→ Что нужно сделать:
1) Ответьте по отрывку о Томашевских:
(а) Какое образование у Бориса Викторовича и какова его специальность?
(б) Где и когда Ирина Николаевна завела дачу?
(в) Какие дети у Томашевских?
2) Продолжите отрывок о Томашевских, начав сразу после его последнего предложения.

→ Отрывок для чтения:
□ □ □ □ □
Томашевские Борис Викторович и Ирина Николаевна. Он высокий, выражение упрямое, несколько сварливое, словно он не шутя играет в свои соседи и всеми недоволен. Человек любопытный. По образованию инженер, а по специальности литературовед. Доктор филологических наук. При всех взрывах и переворотах он, по тяжести характера, усидел в Пушкинском Доме. Выступает на заседаниях свирепо, ухитряясь, иной раз, кусать правых так же злобно, как виноватых. Уважаем. Но говорят о нем, поеживаясь, словно собираясь что?то прибавить, отдавая ему должное. Что?то оговорить. Всеми недоволен и всех обидел. Жена его, Ирина Николаевна, полна сил, которых хватило бы на множество людей. Хоть на учреждение. До сих пор сохраняет привлекательность, Она и пишет что?то и ведает дачей, что завела она в Крыму до войны, обменяла после войны и еще раз обменяла два — три года назад. И делами детей своих, сына и дочки, занимается она властно, хоть они уже имеют своих детей. Назвать ее бабушкой не позволяет очевидность. Встречаемся мы с Томашевскими редко, но контуры их отчетливо усвоены и не забываются.
□ □ □ □ □
→ Предоставленные строки:
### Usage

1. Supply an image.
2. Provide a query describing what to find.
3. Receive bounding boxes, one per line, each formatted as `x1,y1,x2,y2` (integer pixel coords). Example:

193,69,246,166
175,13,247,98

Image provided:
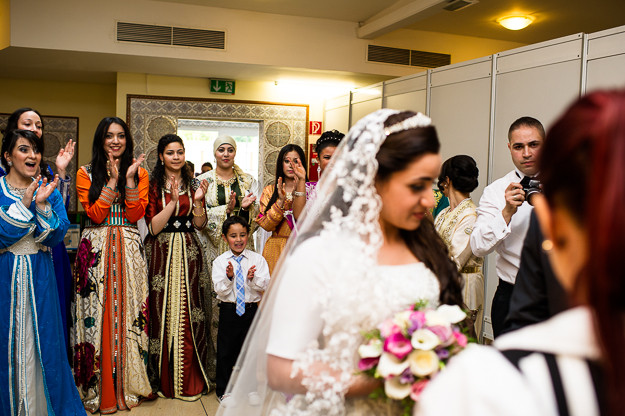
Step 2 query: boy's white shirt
□ □ □ □ □
→ Ответы по заданиям:
1)
(а) По образованию он инженер, по специальности литературовед.
(б) В Крыму, до войны.
(в) Сын и дочка.

2)
19 июня
Тагер Елена Михайловна,[0] горемыка. Судьба как будто умышленно испытывает ее выносливость, не давая отдохнуть. Когда познакомился я с ней — в начале тридцатых годов — считалась она хорошей писательницей, да и в самом деле писала талантливо. Немножко слишком, как говорят формалисты, орнаментально. Она чувствовала себя ученицей Ремизова[1], Замятина скорее. И поэтому одна из лучших ее книг начинается так: «Хухреват был поп, а попадья была телоносна». И даже в те времена, когда к подобному речевому ладу ключ еще не был утерян, нужно было некоторое напряжение, чтобы одолеть бесстыдное богатство языка. Но сама книжка была хороша. Когда переехала Тагер в наш дом, точнее, когда переехали мы на канал Грибоедова, 9, в писательскую надстройку, познакомился я с ней поближе. Узнал, что мужа у нее нет. Кажется, умер. Было у нее две дочки. Старшая очень красивая, привлекательная, с мягкими движениями и кроткими глазами. Подросток еще. И младшая, строгая, но шустрая, очень земная, во все дела дома вникающая, самостоятельная Машка. Литературные дела у Тагер шли лучше, чем можно было ожидать — побеждала ее сила. Она своего добивалась неотступно. Но куда девалась ее женская сила? Она жила одна, одна растила девочек. Было у нее много приятелей и друзей — и… никого! Когда старшей девочке исполнилось лет пятнадцать — шестнадцать, она умерла после аппендицита. Меня охватил ужас. Я любовался ею при редких встречах в нелюдимых коридорах надстройки. Только поздоровается — и словно свежим воздухом повеет, бывало, от ее кротости, женственности, благожелательности. На похоронах поразила меня Машка, младшая. Ей было, вероятно, уже лет семь. А она бегала по кладбищу, играла, всем своим видом показывая: «Ну вас, с вашими глупостями». Об умершей Елена Михайловна сказала кому?то из близких: «Это первый раз, что она огорчила меня за всю свою жизнь». Все с тем же упорным видом, большелицая и длиннолицая, телоносная; неотступно продолжала она жить, выдержав этот страшный удар. С издательствами дралась с переменным успехом. Поставили в Областном ТЮЗе у Мокшанова ее пьесу[2]. И вдруг в 37 году исчезла. Словно сквозь землю провалилась. Машку взяла тетка Тагер, старушка. Прошли слухи о смерти Елены Михайловны. Прошла война. После войны услышали мы, что Машка вышла замуж и родила девочку. А в прошлом году вдруг узнал я, что Тагер на свободе.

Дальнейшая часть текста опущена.